Supplied data:
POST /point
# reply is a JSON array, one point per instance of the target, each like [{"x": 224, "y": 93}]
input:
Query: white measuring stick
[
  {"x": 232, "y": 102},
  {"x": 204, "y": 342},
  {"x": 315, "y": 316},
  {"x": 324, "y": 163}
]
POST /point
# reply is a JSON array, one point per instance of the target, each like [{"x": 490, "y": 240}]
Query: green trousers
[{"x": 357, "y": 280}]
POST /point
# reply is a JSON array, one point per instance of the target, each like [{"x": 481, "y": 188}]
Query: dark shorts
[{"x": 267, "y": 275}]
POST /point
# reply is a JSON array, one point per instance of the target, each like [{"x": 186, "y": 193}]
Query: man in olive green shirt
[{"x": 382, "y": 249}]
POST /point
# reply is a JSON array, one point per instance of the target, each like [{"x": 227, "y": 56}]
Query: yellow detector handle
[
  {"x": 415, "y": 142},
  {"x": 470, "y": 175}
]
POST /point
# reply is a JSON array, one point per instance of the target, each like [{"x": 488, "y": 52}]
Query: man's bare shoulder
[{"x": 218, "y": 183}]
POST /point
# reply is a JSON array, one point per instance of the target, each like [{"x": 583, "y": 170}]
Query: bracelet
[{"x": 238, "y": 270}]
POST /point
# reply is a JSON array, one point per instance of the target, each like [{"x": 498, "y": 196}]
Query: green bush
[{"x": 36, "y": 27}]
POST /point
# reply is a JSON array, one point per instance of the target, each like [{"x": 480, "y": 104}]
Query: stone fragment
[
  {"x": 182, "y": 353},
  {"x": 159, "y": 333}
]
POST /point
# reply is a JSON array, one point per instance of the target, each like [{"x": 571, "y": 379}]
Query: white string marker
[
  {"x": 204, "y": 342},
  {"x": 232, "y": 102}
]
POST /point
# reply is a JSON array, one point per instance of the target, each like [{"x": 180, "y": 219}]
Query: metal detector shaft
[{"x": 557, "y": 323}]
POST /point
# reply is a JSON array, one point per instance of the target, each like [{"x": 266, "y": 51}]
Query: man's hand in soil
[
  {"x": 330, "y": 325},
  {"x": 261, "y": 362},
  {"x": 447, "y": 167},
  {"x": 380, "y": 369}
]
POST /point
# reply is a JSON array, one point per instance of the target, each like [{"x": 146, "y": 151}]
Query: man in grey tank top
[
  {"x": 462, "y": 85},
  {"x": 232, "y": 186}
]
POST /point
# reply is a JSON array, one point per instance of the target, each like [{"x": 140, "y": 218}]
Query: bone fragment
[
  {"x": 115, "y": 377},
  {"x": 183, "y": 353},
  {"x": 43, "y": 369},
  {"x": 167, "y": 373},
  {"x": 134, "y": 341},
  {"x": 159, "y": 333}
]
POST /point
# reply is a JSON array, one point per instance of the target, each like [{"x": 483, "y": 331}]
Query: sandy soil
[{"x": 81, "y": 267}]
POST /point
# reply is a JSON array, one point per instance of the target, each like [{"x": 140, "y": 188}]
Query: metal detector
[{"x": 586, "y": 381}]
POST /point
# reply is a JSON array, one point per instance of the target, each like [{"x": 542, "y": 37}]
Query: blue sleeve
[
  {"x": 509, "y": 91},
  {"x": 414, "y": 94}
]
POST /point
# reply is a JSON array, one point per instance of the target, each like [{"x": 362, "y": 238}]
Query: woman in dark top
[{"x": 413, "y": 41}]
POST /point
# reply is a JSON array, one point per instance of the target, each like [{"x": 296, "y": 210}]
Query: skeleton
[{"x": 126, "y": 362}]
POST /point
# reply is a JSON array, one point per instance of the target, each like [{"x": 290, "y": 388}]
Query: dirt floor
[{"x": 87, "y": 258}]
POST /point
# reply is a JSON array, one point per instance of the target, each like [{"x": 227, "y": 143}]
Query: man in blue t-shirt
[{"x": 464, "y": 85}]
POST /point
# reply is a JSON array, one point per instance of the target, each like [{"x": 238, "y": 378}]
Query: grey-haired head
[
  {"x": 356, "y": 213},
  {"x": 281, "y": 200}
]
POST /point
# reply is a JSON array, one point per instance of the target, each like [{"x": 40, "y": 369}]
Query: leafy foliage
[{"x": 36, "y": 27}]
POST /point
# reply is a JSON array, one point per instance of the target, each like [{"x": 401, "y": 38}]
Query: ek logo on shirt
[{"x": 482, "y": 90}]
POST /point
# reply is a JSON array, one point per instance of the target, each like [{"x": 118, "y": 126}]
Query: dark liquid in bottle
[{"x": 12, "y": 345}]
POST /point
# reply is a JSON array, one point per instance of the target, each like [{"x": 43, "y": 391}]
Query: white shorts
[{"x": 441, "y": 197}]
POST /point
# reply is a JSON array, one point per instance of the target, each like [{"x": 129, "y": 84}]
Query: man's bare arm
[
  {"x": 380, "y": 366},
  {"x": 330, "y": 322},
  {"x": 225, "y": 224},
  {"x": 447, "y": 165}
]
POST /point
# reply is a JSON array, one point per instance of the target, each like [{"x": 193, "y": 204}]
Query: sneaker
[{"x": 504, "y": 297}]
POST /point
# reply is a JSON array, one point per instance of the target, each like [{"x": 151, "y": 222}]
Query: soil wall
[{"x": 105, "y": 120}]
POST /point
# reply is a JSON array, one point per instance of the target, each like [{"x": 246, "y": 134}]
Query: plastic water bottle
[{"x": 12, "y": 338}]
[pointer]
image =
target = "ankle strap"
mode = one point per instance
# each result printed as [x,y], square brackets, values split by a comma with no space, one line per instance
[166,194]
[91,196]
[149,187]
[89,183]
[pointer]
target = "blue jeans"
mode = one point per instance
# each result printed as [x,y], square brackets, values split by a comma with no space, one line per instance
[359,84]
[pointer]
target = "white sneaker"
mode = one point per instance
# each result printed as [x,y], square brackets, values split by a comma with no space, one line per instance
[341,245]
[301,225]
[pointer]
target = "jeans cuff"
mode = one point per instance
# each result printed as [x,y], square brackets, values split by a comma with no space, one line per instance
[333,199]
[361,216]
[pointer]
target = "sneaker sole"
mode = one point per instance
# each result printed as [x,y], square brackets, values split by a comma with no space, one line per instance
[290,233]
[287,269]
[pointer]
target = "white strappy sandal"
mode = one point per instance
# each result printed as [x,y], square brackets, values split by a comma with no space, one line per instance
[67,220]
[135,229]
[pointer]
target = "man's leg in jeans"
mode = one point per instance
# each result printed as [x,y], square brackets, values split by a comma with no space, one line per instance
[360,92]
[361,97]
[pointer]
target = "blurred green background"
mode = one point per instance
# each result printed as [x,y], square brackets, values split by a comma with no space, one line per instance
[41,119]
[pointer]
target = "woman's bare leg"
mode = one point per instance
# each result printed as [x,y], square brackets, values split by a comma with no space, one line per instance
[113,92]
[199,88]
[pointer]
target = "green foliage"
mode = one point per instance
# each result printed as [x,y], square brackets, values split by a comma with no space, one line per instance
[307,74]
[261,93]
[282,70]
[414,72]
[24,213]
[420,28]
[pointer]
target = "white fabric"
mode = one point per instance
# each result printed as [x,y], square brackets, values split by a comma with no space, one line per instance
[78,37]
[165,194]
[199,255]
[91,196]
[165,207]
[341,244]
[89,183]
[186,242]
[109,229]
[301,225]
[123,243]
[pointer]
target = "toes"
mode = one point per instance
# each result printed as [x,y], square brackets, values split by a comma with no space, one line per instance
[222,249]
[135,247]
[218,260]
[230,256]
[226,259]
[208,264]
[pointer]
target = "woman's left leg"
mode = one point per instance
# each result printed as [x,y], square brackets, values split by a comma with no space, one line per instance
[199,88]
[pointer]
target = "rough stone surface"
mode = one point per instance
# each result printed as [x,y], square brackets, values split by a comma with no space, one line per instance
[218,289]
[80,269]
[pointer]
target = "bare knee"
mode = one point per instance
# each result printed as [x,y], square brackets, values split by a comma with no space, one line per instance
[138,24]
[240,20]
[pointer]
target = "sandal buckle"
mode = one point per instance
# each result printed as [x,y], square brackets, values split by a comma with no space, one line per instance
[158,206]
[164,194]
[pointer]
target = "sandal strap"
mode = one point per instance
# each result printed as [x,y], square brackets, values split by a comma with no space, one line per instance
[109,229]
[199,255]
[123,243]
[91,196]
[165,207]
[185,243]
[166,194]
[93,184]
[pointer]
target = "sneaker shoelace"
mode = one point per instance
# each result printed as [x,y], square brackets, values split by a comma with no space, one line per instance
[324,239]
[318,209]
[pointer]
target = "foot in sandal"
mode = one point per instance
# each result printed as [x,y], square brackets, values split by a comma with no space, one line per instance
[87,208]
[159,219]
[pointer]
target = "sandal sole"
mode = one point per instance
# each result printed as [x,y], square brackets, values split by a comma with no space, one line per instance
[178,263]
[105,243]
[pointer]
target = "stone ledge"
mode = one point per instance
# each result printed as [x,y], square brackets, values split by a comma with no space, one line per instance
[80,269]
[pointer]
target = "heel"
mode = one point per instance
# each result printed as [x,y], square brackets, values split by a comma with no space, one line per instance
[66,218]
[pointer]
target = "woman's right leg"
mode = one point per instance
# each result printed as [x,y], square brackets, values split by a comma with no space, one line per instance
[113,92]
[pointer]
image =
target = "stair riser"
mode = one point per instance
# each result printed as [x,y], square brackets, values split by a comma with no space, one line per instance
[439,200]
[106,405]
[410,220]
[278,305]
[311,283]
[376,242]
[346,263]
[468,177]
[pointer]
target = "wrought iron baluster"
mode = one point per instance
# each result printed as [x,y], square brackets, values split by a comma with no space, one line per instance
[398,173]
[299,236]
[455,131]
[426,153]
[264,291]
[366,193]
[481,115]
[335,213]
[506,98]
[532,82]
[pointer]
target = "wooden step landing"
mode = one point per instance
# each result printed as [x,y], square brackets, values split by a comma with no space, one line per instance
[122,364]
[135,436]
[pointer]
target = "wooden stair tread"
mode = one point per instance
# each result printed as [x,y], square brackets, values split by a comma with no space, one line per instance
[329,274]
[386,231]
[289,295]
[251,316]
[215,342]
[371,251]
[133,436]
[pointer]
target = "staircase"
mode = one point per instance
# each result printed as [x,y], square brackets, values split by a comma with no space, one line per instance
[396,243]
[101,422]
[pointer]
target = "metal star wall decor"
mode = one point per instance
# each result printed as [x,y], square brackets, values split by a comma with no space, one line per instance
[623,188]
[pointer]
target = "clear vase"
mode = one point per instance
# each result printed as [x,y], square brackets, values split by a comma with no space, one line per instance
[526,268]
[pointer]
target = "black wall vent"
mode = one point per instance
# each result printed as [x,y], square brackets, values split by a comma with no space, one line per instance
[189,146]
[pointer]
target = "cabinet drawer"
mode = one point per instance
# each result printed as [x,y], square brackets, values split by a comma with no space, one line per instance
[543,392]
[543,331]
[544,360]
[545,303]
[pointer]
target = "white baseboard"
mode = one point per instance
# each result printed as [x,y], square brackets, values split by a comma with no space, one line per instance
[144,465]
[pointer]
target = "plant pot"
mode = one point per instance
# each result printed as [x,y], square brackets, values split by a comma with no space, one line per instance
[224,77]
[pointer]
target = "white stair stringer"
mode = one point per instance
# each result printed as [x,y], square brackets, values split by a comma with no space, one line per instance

Exercise goal:
Among the lines of the data, find every one that holds "sandal" and copy it.

Reply to the task:
target = "white strappy sandal"
target = "sandal buckle"
target = "sandal strap"
target = "foot in sandal"
target = "sandal sole"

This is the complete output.